REQUIRED ACTION> Report each line of the data below in which "woven" appears.

[Referring expression data]
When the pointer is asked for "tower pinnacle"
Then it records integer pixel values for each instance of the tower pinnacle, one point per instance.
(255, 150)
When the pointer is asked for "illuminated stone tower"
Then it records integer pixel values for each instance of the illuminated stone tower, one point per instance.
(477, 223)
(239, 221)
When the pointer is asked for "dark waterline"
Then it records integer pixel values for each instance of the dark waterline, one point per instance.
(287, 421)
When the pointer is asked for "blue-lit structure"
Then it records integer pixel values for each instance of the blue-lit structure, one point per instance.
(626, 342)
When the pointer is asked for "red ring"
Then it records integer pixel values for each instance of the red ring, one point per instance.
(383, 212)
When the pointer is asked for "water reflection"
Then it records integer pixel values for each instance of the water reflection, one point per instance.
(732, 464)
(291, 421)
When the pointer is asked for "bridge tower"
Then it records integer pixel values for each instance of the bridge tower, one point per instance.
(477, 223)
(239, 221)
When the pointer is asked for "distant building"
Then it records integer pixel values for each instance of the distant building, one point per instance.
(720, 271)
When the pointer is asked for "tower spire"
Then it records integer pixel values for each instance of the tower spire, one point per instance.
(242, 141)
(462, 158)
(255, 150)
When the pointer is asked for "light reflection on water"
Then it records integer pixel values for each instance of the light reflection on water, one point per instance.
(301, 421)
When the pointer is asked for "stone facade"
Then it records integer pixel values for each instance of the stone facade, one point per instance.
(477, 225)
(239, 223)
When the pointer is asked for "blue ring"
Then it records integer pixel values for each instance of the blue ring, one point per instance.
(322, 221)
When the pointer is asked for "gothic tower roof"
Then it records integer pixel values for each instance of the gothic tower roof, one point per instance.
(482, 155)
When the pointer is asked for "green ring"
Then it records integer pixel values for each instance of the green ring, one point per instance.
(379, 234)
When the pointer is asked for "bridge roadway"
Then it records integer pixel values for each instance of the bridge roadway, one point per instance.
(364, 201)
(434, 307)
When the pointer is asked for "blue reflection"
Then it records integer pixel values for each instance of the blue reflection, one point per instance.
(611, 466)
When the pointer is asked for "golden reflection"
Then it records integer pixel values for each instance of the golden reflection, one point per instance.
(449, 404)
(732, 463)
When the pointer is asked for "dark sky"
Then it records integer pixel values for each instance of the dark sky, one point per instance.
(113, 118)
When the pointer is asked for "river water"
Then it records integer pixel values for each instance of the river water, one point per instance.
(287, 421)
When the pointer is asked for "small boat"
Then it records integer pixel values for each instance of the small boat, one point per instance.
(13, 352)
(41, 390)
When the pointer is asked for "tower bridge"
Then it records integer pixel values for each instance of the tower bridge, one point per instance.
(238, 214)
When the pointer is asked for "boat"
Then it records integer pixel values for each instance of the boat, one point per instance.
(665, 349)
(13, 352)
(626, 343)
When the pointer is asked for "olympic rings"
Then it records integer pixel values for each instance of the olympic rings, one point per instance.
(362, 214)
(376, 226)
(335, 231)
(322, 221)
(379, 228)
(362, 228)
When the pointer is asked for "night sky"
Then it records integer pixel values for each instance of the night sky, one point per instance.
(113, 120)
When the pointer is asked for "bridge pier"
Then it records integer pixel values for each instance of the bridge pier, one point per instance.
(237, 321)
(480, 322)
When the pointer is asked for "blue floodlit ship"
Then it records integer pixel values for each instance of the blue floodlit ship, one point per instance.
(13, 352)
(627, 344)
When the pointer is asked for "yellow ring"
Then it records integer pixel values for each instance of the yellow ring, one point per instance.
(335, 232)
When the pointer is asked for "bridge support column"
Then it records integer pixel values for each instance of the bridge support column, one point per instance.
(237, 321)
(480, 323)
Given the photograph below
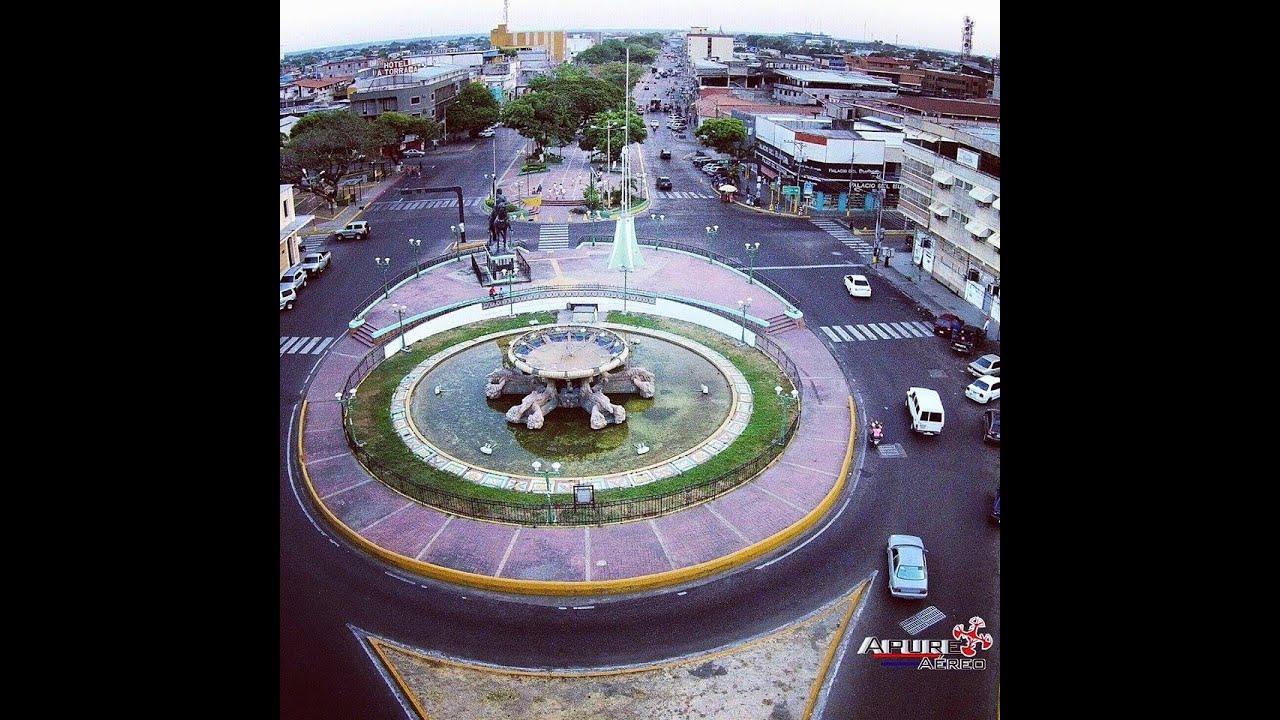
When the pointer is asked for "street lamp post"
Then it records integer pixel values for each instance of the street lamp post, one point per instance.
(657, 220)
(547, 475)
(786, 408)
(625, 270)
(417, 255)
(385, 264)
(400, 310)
---
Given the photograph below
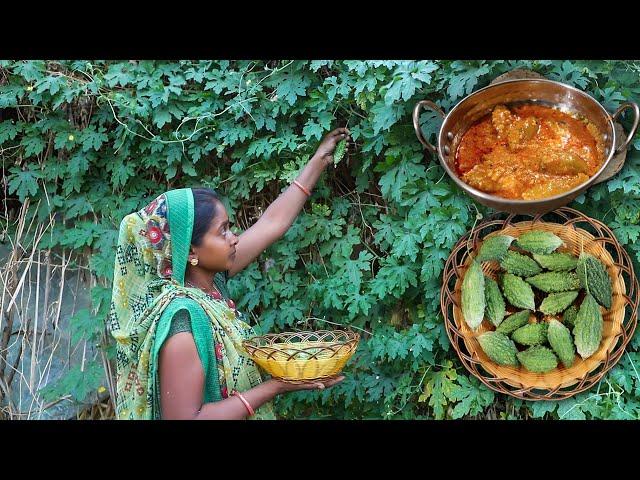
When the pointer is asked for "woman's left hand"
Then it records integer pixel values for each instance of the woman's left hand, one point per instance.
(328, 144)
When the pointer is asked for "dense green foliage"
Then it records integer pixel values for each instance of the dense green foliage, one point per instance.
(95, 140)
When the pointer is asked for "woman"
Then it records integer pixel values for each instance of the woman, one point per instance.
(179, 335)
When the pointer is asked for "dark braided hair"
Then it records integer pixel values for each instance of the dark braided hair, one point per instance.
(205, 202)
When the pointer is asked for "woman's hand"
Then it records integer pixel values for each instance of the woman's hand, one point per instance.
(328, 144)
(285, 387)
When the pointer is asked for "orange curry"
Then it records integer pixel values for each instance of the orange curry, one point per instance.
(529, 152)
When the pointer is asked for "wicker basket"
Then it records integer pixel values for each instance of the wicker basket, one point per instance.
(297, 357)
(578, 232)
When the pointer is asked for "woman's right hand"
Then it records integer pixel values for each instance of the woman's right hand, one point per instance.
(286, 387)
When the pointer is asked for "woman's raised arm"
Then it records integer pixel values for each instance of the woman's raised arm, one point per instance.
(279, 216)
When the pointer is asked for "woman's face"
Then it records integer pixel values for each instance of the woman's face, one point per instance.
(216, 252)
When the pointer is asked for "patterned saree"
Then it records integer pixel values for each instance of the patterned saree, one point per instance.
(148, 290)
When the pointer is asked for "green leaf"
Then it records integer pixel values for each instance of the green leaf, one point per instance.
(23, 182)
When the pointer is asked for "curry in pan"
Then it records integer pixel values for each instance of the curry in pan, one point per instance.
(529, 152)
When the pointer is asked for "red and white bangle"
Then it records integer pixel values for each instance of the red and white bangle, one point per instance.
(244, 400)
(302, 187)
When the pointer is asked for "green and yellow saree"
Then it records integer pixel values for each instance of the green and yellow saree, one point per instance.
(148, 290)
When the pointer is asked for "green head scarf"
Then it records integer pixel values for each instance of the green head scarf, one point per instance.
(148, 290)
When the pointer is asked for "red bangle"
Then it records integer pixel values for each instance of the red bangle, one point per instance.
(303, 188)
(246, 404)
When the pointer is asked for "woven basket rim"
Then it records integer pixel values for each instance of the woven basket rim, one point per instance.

RESULT>
When the pointer is asked for "woven basket rim"
Then it records integer pixel values for each instance of the woven basket rim, one point per instance.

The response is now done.